• INSTRUCTIONS FOR THE TASK:
Find and copy each line of the listing below that has the word "head" in it.

━━━━━ SOURCE MATERIAL ━━━━━

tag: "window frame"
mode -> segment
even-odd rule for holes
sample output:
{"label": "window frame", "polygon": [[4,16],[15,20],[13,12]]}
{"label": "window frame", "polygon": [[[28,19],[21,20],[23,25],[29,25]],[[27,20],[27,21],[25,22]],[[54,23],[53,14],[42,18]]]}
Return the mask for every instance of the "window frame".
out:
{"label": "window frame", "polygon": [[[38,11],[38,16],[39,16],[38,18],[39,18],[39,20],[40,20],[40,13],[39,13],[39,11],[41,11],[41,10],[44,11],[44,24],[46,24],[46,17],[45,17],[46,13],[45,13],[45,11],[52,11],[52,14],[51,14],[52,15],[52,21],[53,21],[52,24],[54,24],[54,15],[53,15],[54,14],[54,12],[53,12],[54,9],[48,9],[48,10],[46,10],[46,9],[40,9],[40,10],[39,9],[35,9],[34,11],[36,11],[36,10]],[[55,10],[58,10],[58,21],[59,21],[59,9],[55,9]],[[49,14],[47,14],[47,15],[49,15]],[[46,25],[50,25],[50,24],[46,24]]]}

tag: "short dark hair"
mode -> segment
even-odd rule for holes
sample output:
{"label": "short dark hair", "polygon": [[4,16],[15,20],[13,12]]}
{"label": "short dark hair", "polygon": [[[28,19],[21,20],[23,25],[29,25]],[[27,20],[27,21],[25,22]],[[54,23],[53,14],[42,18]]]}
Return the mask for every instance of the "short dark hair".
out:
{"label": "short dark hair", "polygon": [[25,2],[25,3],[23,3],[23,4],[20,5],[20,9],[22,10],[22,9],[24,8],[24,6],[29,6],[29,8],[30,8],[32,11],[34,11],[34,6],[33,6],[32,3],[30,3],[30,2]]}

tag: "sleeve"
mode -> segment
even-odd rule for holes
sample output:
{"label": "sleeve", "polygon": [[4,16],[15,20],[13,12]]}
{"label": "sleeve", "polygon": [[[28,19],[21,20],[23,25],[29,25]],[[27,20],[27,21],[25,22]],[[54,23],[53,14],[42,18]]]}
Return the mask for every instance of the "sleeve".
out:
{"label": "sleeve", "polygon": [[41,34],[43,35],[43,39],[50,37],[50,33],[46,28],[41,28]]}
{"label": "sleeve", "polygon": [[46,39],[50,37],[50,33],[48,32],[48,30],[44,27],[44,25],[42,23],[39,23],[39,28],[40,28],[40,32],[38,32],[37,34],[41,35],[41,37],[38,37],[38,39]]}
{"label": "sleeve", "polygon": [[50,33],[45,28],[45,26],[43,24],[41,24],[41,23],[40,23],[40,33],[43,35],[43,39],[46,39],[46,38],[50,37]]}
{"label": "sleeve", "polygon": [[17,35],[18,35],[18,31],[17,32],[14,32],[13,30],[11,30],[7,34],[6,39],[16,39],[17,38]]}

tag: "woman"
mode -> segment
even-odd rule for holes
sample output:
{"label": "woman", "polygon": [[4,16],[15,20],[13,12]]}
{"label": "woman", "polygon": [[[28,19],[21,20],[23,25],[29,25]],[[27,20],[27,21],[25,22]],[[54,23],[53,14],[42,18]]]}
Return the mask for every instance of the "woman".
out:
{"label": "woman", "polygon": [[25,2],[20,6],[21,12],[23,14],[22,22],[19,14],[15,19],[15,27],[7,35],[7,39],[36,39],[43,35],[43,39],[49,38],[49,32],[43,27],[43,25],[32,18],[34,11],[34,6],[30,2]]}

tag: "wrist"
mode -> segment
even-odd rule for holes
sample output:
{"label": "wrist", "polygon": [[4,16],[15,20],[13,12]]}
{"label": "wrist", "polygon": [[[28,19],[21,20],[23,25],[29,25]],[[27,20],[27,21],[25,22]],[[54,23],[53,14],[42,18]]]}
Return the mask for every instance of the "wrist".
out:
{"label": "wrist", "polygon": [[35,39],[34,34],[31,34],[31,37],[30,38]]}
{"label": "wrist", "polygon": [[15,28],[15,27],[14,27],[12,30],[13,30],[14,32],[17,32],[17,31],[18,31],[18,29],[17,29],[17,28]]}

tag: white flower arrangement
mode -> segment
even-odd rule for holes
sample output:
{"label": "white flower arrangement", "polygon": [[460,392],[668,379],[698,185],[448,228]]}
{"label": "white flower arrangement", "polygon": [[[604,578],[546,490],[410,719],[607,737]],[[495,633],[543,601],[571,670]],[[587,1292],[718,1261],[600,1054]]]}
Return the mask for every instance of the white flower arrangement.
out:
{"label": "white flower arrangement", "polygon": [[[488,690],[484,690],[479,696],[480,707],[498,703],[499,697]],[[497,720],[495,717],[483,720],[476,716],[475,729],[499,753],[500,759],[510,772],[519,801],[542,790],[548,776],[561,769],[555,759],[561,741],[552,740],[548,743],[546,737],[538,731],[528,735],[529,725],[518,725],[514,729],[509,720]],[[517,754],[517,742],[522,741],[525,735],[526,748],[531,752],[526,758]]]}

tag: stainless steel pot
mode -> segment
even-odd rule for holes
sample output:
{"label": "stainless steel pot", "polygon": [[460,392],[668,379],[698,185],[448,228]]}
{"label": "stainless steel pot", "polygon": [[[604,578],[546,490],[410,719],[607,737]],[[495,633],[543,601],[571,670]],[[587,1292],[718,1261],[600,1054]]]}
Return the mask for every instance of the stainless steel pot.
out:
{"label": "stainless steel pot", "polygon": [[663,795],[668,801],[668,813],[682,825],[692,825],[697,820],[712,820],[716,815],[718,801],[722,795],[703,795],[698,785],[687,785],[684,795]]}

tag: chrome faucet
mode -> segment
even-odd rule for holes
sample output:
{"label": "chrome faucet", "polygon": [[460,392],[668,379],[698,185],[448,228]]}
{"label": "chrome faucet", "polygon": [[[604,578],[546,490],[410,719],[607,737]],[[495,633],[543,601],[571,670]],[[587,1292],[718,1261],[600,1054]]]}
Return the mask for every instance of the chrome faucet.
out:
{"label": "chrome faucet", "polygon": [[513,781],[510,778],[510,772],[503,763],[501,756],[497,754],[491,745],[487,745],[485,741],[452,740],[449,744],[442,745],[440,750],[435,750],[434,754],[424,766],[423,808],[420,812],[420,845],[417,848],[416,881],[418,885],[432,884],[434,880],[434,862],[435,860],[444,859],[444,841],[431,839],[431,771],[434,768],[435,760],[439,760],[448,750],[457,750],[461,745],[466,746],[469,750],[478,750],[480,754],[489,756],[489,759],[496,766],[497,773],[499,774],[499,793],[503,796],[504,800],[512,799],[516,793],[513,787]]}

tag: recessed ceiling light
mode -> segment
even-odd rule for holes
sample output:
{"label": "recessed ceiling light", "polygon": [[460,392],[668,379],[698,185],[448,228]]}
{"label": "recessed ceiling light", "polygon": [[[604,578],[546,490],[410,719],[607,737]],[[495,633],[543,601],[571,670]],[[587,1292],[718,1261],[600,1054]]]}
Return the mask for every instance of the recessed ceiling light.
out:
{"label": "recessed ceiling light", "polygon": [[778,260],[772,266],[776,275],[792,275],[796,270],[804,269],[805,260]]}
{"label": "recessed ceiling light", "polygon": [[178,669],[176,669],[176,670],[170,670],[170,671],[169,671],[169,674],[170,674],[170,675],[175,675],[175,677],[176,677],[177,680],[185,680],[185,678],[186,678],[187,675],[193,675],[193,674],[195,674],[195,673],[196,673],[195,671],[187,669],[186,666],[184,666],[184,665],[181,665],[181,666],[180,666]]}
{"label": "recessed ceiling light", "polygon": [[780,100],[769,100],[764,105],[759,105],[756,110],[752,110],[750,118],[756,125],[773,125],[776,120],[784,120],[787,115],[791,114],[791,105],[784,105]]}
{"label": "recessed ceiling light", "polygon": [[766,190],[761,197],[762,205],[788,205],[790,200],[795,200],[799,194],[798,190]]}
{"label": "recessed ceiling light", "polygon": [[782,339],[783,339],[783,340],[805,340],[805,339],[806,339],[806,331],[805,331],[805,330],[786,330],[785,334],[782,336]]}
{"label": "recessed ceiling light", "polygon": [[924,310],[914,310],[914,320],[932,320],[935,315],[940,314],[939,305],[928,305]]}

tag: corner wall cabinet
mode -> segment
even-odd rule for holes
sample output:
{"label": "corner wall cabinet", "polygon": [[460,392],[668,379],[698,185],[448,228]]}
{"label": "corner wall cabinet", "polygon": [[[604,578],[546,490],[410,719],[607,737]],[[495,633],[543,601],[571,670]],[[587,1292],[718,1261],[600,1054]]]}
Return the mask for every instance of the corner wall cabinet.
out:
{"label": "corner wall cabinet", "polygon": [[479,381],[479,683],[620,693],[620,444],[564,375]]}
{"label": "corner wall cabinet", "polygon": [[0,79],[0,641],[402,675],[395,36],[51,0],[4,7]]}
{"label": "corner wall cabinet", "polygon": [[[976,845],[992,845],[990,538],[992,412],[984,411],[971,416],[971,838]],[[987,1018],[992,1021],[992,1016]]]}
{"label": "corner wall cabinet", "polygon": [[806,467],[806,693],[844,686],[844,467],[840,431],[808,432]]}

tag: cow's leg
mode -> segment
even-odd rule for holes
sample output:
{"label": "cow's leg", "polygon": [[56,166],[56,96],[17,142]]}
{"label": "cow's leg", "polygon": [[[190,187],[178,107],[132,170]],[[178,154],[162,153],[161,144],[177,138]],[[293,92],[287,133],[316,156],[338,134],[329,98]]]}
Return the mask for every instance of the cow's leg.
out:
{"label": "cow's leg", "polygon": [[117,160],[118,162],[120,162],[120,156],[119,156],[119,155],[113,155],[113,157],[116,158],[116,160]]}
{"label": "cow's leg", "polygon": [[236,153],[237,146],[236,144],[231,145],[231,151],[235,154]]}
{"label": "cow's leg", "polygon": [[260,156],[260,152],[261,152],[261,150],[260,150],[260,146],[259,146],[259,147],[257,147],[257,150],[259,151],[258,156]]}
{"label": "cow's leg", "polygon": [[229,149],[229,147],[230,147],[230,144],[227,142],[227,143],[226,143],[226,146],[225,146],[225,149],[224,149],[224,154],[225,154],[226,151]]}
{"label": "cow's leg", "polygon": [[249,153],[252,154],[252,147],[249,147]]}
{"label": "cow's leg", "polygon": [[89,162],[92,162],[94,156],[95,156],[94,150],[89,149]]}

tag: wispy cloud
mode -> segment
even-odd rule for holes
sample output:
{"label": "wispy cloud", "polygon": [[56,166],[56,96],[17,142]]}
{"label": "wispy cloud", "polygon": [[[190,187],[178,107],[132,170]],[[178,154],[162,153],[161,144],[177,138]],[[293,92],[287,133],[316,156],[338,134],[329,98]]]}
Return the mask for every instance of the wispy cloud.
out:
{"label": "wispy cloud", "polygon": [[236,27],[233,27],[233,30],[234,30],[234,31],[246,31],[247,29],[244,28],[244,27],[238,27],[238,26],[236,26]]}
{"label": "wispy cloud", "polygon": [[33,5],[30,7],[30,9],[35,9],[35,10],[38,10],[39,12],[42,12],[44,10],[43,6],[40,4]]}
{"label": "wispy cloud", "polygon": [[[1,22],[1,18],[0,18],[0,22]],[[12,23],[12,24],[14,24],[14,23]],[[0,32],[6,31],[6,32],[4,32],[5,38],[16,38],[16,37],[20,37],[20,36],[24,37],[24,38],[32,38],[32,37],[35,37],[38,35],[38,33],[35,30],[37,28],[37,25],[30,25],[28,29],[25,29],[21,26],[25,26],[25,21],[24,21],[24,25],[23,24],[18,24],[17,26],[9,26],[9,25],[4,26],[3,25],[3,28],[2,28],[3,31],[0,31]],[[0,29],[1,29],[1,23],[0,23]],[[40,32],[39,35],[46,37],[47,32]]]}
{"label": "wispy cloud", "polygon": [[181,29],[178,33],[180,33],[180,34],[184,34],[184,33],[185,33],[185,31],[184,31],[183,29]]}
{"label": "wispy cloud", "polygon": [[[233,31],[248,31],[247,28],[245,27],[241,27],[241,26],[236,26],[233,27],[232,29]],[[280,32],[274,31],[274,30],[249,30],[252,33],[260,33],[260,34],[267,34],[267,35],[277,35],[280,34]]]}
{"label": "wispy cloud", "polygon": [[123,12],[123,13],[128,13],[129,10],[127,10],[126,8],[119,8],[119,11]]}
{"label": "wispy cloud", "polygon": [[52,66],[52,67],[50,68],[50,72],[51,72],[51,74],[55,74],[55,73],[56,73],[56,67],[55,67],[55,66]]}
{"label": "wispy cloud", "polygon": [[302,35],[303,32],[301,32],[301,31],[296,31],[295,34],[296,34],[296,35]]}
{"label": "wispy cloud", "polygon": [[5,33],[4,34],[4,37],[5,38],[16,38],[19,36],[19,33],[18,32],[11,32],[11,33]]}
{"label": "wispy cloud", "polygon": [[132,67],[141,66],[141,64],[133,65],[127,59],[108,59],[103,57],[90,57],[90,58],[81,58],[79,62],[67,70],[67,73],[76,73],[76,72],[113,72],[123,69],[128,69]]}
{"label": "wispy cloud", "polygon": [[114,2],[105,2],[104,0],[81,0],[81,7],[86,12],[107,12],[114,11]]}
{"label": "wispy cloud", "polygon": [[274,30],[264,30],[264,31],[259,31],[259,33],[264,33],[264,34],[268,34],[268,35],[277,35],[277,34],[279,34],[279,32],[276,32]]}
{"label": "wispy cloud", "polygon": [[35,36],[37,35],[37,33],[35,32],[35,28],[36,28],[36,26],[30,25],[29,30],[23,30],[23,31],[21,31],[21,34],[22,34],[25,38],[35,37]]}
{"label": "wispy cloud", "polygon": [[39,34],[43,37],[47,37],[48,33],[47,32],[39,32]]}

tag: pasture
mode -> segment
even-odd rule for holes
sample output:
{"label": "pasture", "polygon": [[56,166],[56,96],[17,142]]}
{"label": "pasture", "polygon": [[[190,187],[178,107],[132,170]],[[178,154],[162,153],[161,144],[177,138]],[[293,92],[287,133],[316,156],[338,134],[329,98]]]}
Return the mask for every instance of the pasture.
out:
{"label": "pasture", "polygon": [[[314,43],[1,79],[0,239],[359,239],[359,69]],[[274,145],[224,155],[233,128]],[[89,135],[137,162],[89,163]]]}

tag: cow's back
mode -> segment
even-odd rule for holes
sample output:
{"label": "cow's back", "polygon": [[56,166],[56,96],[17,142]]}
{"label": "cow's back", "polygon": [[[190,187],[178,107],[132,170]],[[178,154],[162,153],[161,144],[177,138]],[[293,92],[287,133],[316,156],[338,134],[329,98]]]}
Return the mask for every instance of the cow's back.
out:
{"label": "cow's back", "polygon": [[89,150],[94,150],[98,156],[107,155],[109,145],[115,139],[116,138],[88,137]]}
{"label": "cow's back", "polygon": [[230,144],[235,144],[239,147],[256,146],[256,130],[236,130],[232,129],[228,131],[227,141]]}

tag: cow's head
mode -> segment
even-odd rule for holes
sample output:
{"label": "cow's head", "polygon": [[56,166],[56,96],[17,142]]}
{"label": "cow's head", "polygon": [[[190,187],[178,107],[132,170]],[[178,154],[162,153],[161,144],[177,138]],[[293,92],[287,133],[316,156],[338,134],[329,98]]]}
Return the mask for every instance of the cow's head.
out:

━━━━━

• EXERCISE SOLUTION:
tag: cow's head
{"label": "cow's head", "polygon": [[56,166],[56,96],[17,142]]}
{"label": "cow's head", "polygon": [[[190,187],[178,107],[132,170]],[[178,154],[162,153],[161,144],[177,138]],[[293,92],[287,133],[316,156],[338,134],[329,98]]]}
Return the mask for every instance of the cow's head.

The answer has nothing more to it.